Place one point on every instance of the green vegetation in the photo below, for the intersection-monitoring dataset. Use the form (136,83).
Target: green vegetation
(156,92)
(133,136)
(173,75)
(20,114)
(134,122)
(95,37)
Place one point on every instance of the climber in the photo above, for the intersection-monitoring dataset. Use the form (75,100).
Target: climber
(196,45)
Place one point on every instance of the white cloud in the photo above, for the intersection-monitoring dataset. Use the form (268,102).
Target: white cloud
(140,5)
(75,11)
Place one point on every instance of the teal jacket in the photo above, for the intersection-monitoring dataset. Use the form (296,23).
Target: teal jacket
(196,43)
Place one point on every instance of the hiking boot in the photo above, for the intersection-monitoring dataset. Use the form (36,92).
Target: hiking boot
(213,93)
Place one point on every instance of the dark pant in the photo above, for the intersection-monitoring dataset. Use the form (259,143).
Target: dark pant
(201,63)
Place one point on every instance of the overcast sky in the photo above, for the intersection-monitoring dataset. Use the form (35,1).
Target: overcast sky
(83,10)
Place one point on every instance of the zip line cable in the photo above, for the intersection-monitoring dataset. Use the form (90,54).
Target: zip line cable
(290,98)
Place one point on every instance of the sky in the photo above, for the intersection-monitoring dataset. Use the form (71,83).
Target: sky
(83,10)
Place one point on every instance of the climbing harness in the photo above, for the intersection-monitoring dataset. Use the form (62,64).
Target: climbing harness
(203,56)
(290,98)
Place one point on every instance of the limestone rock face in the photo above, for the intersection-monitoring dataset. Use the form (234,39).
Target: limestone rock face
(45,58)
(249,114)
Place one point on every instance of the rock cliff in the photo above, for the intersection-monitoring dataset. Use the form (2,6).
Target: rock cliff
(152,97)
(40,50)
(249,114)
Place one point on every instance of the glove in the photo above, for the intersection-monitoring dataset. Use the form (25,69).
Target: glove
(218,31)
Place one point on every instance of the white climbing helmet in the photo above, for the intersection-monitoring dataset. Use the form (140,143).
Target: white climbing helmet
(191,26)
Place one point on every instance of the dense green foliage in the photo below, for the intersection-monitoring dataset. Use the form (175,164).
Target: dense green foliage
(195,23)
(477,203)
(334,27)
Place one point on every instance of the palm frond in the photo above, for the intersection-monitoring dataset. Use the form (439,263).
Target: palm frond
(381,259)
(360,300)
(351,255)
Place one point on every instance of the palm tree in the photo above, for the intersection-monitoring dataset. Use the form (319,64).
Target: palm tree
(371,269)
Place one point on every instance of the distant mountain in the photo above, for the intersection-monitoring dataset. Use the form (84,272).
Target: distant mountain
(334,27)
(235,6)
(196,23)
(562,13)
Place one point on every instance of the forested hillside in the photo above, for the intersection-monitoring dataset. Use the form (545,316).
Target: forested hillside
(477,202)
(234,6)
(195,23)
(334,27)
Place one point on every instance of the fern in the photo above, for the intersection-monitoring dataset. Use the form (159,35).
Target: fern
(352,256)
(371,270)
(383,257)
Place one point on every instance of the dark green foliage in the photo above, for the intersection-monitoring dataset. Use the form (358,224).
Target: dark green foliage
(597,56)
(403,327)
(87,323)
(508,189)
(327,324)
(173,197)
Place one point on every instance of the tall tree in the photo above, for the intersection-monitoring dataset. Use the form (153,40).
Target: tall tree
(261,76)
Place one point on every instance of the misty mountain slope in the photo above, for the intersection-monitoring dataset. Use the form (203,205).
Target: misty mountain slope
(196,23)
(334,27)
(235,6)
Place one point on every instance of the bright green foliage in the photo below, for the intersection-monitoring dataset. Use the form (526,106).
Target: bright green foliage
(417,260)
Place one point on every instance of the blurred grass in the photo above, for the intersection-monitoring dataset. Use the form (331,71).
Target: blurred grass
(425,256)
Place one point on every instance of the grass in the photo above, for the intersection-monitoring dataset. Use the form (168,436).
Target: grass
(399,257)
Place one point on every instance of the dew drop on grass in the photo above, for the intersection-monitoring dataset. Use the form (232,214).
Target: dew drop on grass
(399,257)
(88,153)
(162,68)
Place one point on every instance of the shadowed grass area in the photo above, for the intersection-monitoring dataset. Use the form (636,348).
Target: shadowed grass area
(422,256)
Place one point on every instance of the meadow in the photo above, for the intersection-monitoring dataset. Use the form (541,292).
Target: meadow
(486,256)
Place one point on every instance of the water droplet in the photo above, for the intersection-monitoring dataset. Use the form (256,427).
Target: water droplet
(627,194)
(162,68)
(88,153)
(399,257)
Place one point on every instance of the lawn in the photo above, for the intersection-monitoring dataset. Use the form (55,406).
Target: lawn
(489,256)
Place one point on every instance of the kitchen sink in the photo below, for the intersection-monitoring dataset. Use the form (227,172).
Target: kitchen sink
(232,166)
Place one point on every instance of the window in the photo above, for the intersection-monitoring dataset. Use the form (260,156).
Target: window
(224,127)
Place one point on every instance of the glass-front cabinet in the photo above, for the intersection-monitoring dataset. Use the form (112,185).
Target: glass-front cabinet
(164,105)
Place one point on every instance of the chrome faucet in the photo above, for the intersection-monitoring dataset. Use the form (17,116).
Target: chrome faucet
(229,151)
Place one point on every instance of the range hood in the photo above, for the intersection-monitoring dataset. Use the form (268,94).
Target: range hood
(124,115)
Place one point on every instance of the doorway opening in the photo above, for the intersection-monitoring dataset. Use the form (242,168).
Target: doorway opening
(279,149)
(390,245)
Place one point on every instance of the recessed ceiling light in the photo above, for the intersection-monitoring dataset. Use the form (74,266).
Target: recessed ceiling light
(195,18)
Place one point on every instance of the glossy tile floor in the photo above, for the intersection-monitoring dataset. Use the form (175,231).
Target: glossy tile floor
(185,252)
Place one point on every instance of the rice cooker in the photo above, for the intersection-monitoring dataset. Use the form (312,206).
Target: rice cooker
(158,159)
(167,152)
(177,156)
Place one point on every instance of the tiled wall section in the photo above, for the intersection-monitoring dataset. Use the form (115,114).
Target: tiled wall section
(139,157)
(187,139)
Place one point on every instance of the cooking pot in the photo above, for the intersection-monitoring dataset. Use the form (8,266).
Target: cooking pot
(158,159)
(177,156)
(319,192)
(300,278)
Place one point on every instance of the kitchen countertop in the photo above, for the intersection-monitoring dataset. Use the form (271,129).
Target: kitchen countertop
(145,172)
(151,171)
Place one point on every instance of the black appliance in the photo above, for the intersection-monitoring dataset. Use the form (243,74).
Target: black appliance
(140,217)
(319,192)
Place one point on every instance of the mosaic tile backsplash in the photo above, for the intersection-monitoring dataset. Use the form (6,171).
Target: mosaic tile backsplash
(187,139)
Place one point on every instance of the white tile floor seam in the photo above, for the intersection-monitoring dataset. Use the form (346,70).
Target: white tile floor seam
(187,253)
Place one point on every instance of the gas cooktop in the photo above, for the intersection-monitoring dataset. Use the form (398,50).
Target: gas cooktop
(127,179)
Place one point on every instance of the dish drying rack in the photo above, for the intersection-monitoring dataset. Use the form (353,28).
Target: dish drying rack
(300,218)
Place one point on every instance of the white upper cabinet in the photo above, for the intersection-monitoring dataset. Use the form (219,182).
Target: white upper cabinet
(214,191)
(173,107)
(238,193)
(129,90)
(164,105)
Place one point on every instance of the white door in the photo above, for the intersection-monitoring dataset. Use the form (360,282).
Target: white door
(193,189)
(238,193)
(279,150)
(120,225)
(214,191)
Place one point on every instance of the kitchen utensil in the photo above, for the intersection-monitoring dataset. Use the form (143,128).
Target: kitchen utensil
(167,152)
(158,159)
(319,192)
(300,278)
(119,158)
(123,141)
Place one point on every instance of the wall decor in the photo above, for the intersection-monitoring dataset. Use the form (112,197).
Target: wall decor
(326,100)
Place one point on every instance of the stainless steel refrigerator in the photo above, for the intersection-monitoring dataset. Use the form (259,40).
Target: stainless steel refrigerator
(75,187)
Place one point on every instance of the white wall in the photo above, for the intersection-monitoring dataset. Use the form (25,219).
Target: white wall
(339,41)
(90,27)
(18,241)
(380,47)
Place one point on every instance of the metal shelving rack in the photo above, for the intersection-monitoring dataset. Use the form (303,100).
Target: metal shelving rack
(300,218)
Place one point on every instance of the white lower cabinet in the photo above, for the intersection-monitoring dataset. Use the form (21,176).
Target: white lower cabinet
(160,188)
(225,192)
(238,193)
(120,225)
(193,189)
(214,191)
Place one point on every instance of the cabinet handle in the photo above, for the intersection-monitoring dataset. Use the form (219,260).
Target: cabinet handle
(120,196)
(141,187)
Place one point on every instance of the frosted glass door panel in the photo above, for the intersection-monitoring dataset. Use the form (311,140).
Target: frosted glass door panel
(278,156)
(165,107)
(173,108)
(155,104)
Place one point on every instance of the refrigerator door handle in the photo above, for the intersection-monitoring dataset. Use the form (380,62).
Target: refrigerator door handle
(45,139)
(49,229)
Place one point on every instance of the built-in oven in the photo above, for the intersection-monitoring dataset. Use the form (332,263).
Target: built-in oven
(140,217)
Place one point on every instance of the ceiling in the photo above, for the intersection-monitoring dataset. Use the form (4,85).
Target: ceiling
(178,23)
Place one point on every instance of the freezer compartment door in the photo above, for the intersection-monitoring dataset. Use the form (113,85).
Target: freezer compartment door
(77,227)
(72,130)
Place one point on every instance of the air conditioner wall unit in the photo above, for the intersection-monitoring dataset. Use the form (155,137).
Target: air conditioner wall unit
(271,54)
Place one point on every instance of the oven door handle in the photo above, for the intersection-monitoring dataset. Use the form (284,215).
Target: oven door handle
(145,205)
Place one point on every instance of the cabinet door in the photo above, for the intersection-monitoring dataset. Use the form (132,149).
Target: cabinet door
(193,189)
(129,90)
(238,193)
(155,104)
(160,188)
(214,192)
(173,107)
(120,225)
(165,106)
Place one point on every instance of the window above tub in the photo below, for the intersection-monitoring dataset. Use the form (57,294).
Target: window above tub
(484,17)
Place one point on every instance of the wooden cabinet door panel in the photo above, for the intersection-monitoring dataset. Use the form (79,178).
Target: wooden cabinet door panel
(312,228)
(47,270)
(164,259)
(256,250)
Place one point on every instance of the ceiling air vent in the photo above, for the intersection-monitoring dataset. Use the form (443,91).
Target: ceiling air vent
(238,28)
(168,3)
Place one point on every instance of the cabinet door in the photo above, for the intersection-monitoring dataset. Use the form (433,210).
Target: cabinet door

■ ■ ■ ■

_About this task_. Your reply must consist solely of the number of lines in the listing above that include the word "below".

_Written solution_. 5